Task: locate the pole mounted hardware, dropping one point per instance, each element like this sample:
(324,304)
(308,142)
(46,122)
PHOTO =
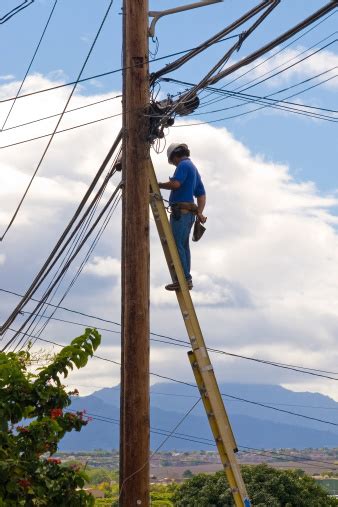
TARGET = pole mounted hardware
(156,15)
(162,114)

REQUIRED ACTION:
Make a word-for-word copy of the records above, excluding all pictures.

EXERCISE OUTPUT:
Task: locate the pole mounted hardware, dropping one point per instance, each element like this sample:
(324,304)
(308,142)
(46,122)
PHOTO =
TARGET = pole mounted hardware
(156,15)
(162,114)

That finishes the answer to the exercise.